Coordinate labeling records
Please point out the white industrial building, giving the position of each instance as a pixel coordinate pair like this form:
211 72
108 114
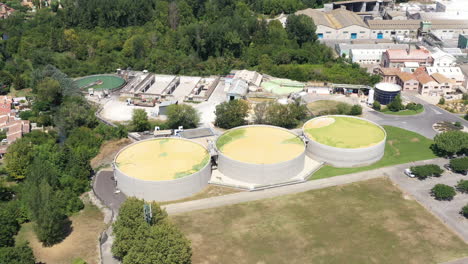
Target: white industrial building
454 73
443 59
366 56
337 24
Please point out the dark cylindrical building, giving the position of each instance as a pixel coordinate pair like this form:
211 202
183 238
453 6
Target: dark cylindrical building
385 92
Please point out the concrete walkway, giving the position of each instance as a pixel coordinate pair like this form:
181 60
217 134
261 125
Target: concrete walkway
241 197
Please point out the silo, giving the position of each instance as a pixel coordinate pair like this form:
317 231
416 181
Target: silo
384 93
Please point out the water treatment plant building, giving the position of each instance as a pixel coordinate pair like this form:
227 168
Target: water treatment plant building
260 154
344 141
162 169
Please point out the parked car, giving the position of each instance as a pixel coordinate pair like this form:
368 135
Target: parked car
409 173
447 167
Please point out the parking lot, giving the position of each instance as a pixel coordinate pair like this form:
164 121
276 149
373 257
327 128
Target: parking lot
447 211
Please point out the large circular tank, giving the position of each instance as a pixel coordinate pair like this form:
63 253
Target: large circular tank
260 155
162 169
386 92
344 141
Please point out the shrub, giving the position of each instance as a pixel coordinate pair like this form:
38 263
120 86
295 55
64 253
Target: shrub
462 186
376 106
355 110
459 164
464 211
443 192
396 105
422 172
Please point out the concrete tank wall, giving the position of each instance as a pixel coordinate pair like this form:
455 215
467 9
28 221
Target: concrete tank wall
261 174
163 190
342 157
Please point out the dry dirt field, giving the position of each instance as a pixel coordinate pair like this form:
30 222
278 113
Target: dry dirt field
366 222
81 243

DO THIS: Could you quote all of the records above word for word, with the pictures left out?

THE OUTPUT:
Please point out the white industrial building, giving the position of each instance as a pixel coordinate pair like this form:
211 72
108 114
Target: white industrial building
454 73
443 59
366 56
337 24
Please point out the dark cylindrical building, giving the position of each instance as a pixel coordinate pair like this form:
211 202
183 238
453 6
Target: dark cylindrical building
385 92
Please point out the concrete walkway, giving the position of each instance as a pixel coordinate pair like this form:
181 60
217 134
261 125
Target: concrete walkway
241 197
Please point out the silo, giving the position of each instance as a pixel coordinate pair like this form:
317 231
416 181
Target: silo
384 93
Please point out the water treatment plant building, giving the position of each instance as a pixel coordinate pair like this form:
227 168
Target: water treatment plant building
260 154
344 141
162 169
Please point out the parked car, giving the position of each instance as a pixel coordinate pair like this form:
368 135
Target: parked car
409 173
447 167
Please point out the parking lot, giving the position of each instance as a pixel coordinate pair like this form:
164 121
276 149
373 257
327 128
Target: parking lot
447 211
Please point out the large circular tank, giving the position of each instance as a pixel coordinate pair like this form:
63 253
Target: large circular tank
260 155
162 169
386 92
344 141
Please point out the shrub, giving the position of each instance as a pixel coordinate pair like this form:
38 263
120 86
295 55
64 253
Target: shrub
462 186
376 106
355 110
459 164
464 211
443 192
396 105
422 172
Please point out the concrete tank wall, giving the position of each instance as a pixel coordinate pair like this form:
455 215
467 9
28 221
Target: concrete tank wall
261 174
163 190
342 157
Please point out the dry dirt field, giving the position of each instance as a pixel coordinate pair like this form:
30 222
278 113
Target: dry dirt field
366 222
81 243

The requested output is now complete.